• [Quoted text]
The Design Space Exploration of an ASIP (Application Specific Instruction-set Processor) can be very complex due to the large number of design parameters. In our design case study, we focus only on some key architectural features like the pipeline depth, the number of registers, the implementation of special operations, the number of instructions that can be executed simultaneously and so on. Finding the best trade-off for the values of all these parameters is not obvious and we need a specific design methodology to meet all requirements.

In figure 1, we present different approaches that can be used to find the best trade-off. To make the figure readable, we only use consider two design parameters P1 and P2 that could be for example pipeline depth and the number of instructions that are executed simultaneously.

Figure 1: Different approaches to find the optimal values of two design parameters

(a) The exhaustive search considers all the possible values of each parameter. Due the large number of parameters, it is infeasible to evaluate each point of the design space and compare it to all the other ones. Heuristic search techniques should be used leading to suboptimal solution.

• [Parts of the exercise]
1) Render this sentence from the ASIP design passage into Spanish: "The Design Space Exploration of an ASIP (Application Specific Instruction-set Processor) can be very complex due to the large number of design parameters."
2) According to the ASIP design passage, what does the exhaustive search consider?
Rely solely on the ASIP design passage.

(Rows from a dataset)
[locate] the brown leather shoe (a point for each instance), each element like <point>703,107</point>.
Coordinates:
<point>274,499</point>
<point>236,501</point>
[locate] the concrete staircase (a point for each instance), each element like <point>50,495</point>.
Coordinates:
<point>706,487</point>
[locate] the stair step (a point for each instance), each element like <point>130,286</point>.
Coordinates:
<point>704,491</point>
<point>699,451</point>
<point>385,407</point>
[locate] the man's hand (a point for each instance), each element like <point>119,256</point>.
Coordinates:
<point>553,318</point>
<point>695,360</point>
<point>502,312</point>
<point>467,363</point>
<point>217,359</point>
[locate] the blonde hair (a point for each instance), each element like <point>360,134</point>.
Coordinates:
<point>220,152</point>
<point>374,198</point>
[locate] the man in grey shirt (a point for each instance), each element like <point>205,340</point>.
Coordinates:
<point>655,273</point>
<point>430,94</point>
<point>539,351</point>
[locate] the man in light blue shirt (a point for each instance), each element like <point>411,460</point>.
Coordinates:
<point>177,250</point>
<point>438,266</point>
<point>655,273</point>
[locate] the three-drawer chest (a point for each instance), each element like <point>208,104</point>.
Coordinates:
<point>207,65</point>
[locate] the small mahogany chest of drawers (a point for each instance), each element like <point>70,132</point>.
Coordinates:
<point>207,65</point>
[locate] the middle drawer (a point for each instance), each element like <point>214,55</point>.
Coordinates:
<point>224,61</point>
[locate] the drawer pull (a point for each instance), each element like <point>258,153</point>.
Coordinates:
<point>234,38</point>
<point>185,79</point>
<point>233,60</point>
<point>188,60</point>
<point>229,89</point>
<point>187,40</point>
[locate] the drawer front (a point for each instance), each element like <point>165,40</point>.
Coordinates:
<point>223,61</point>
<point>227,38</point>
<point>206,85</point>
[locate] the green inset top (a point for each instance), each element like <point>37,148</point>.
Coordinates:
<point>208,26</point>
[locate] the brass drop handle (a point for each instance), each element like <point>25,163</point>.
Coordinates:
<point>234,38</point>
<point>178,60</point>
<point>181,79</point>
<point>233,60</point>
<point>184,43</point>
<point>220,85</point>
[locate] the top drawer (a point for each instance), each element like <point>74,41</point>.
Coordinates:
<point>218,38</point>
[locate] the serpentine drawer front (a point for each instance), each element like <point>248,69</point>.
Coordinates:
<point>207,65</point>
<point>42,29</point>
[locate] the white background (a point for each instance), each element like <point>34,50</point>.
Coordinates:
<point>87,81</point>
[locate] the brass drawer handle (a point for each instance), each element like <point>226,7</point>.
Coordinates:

• [Answers provided]
1) La exploración del espacio de diseño de un ASIP (procesador con conjunto de instrucciones específico de la aplicación) puede ser muy compleja debido al gran número de parámetros de diseño.

2) It considers all the possible values of each parameter.